Data items:

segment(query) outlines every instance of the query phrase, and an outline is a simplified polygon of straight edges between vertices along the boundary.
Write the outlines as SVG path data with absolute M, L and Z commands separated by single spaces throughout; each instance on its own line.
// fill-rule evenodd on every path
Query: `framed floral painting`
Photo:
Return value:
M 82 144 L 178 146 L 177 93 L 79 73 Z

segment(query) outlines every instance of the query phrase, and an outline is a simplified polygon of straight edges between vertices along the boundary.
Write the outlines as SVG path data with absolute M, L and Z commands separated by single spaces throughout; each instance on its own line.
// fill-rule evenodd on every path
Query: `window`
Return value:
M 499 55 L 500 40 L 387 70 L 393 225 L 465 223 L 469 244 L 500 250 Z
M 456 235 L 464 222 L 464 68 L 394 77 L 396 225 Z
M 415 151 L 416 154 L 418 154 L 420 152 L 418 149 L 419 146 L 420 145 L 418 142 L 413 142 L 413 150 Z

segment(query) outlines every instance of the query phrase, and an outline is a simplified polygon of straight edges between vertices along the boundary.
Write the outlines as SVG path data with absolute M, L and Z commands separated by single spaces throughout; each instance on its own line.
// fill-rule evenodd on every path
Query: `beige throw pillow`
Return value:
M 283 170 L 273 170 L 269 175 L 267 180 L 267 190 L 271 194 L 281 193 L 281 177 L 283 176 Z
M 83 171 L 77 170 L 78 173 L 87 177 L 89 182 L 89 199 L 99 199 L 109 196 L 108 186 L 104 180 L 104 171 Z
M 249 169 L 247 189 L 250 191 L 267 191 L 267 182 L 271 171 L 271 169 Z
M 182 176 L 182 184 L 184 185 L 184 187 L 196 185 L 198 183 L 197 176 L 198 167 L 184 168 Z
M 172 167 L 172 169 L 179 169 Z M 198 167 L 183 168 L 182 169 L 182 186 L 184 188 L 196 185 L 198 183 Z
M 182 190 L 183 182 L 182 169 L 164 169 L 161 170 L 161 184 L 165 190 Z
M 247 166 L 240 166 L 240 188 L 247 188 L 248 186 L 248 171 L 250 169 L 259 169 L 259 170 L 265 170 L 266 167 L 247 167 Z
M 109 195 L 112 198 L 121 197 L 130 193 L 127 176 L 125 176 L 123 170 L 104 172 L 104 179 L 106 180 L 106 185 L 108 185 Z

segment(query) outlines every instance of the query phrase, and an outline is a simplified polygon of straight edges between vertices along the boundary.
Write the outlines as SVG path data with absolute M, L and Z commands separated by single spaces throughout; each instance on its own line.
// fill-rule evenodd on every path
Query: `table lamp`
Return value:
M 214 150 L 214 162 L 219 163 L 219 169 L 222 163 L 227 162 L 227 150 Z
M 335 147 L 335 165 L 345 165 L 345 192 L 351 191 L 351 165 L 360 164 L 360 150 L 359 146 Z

To do
Above are the records; retype them all without a single difference.

Task result
segment(query) outlines every instance of the query phrase, and an outline is a simplified polygon of straight edges between vertices along the boundary.
Write the outlines as SVG path data with absolute M, L and Z commands separated by single spaces throughout; each instance on its own line.
// fill-rule evenodd on every path
Query: `framed floral painting`
Photo:
Return value:
M 82 144 L 178 146 L 177 93 L 79 73 Z

segment(query) outlines every instance of the query phrase, and an outline is a simplified polygon of straight edges between vertices along the boundary.
Write the outlines as SVG path data with absolute M, L and Z commands separated by single spaces throughout; each instance on its own line.
// fill-rule evenodd on every path
Query: `window`
Return value:
M 499 55 L 500 40 L 387 70 L 393 225 L 465 223 L 469 244 L 500 250 Z
M 456 235 L 464 222 L 464 68 L 394 77 L 396 225 Z
M 415 151 L 416 154 L 418 154 L 420 152 L 418 149 L 419 146 L 420 145 L 418 142 L 413 142 L 413 150 Z

segment(query) outlines every instance of the query phrase, and an outline is a simplified polygon of straight edges between vertices along the boundary.
Write the outlines as SVG path data with absolute M, L and Z commands separated by single spaces throughout; each instance on its own line.
// fill-rule evenodd on every path
Query: `beige throw pillow`
Return value:
M 283 170 L 273 170 L 269 175 L 267 180 L 267 190 L 271 194 L 281 193 L 281 177 L 283 176 Z
M 83 171 L 77 170 L 78 173 L 87 177 L 89 182 L 89 199 L 99 199 L 109 196 L 108 186 L 104 180 L 104 171 Z
M 249 169 L 247 189 L 250 191 L 267 191 L 267 182 L 271 171 L 271 169 Z
M 182 176 L 182 184 L 184 185 L 184 187 L 196 185 L 198 183 L 197 176 L 198 167 L 184 168 Z
M 172 167 L 172 169 L 179 169 Z M 198 167 L 183 168 L 182 169 L 182 186 L 184 188 L 196 185 L 198 183 Z
M 182 190 L 183 182 L 182 169 L 164 169 L 161 170 L 161 184 L 165 190 Z
M 247 166 L 240 166 L 240 188 L 247 188 L 248 186 L 248 171 L 250 169 L 259 169 L 259 170 L 265 170 L 266 167 L 247 167 Z
M 109 195 L 112 198 L 121 197 L 130 193 L 127 176 L 125 176 L 123 170 L 104 172 L 104 179 L 106 180 L 106 185 L 108 185 Z

segment(query) outlines every instance of the query phrase, and an outline is a simplified polygon of straight edges between vertices along the boundary.
Write the outlines as SVG path data with absolute M, L and Z commands separated by single spaces throughout; each instance on its own line.
// fill-rule evenodd on every path
Query: `table lamp`
Return value:
M 214 150 L 214 162 L 219 163 L 219 169 L 222 163 L 227 162 L 227 150 Z
M 335 147 L 335 165 L 345 165 L 345 192 L 351 191 L 351 165 L 360 164 L 360 150 L 359 146 Z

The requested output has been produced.